### STATED EXERCISE
Copy out the data word for word, from the line with "locate mountain range, a point per instance." through the end of the data, and nothing else.

### DATA FOR THE TASK
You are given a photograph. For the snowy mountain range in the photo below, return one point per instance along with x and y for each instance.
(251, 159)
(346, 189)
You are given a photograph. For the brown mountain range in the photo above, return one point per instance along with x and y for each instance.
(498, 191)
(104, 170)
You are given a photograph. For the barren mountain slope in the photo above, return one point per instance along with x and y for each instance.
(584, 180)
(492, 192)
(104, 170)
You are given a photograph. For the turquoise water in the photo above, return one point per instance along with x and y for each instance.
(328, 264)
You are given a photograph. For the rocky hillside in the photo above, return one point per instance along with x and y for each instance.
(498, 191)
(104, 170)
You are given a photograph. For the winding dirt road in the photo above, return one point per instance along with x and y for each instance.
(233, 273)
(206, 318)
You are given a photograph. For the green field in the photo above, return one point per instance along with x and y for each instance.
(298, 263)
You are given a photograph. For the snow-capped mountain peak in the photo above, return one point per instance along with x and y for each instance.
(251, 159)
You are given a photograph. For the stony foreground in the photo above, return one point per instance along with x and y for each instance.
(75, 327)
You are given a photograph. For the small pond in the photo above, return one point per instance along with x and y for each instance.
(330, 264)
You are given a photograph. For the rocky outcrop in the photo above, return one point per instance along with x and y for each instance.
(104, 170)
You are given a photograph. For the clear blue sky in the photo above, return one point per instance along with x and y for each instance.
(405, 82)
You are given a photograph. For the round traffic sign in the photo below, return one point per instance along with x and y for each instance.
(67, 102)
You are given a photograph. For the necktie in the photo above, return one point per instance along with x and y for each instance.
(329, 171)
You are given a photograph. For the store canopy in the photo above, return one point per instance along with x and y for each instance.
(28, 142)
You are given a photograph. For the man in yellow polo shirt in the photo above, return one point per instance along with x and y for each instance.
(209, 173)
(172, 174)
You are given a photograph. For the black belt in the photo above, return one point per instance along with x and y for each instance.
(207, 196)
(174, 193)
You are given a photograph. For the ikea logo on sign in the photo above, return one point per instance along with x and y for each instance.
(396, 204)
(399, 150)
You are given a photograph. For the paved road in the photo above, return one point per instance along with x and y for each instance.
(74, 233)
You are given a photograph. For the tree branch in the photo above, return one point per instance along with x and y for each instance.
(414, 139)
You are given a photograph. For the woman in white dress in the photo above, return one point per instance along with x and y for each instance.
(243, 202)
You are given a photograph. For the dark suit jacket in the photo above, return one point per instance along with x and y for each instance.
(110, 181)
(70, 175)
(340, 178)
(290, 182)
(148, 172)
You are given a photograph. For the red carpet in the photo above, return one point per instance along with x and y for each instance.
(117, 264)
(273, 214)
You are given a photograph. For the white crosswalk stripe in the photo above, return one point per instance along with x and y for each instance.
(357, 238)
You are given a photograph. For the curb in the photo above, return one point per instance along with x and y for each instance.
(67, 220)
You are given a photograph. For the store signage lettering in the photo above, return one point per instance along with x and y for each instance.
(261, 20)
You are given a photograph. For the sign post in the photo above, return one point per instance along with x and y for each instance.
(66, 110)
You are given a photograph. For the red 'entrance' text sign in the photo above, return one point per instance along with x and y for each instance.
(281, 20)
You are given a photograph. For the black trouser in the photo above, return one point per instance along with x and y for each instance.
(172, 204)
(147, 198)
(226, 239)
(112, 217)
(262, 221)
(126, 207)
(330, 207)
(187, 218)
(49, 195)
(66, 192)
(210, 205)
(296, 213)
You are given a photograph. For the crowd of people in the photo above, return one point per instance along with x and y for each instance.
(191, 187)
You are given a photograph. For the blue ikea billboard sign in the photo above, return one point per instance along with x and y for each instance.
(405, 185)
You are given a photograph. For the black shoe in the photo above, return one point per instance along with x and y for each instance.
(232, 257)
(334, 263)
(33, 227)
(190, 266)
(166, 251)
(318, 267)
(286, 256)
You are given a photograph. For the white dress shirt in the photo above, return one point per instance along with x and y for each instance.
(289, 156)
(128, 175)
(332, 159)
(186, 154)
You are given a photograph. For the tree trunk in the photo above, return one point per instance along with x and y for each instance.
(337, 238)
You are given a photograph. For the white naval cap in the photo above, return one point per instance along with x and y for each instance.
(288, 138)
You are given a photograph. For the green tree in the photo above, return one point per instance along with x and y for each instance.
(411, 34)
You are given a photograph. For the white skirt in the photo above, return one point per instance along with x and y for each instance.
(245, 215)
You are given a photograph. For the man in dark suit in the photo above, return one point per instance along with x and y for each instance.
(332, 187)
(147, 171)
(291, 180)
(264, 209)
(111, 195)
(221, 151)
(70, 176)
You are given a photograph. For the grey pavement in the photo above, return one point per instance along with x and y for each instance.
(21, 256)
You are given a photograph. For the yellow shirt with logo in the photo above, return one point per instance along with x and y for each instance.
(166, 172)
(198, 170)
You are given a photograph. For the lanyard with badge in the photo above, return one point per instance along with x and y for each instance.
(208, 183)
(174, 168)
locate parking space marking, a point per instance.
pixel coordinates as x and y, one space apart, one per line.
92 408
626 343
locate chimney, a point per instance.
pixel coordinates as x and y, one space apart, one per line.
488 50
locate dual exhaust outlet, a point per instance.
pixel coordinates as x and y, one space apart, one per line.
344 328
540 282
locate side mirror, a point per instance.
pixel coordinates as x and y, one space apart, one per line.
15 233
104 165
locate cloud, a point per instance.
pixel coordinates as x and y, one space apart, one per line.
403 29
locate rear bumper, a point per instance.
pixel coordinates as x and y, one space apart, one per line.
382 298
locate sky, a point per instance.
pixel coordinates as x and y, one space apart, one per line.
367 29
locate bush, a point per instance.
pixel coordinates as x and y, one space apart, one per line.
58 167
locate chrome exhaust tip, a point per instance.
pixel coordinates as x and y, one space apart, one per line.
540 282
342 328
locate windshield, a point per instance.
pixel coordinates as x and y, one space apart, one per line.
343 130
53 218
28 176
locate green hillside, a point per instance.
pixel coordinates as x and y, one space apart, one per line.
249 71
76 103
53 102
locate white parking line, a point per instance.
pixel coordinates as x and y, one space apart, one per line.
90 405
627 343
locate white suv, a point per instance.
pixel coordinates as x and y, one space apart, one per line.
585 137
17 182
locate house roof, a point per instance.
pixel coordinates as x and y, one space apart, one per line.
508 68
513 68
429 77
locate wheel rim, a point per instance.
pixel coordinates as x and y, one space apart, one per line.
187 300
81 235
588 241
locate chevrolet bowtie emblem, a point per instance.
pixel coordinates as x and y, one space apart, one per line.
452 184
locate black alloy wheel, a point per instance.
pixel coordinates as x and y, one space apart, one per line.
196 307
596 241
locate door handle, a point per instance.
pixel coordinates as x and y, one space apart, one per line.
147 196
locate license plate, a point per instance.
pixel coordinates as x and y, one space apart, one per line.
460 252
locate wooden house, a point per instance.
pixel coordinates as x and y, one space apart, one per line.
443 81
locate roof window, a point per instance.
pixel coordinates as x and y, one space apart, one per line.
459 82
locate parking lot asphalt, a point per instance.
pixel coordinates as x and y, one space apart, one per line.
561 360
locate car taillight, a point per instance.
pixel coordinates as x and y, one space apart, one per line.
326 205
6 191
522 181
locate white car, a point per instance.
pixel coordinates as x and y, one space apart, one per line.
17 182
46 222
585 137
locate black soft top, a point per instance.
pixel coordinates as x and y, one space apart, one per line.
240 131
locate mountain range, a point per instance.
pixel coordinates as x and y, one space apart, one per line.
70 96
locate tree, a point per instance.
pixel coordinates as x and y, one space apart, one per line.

### FINISHED TASK
locate mountain range, a point per instance.
pixel coordinates as x and y, one space apart, one per line.
70 96
locate tree, a point per instance.
pixel coordinates as x and y, one space apart, one per line.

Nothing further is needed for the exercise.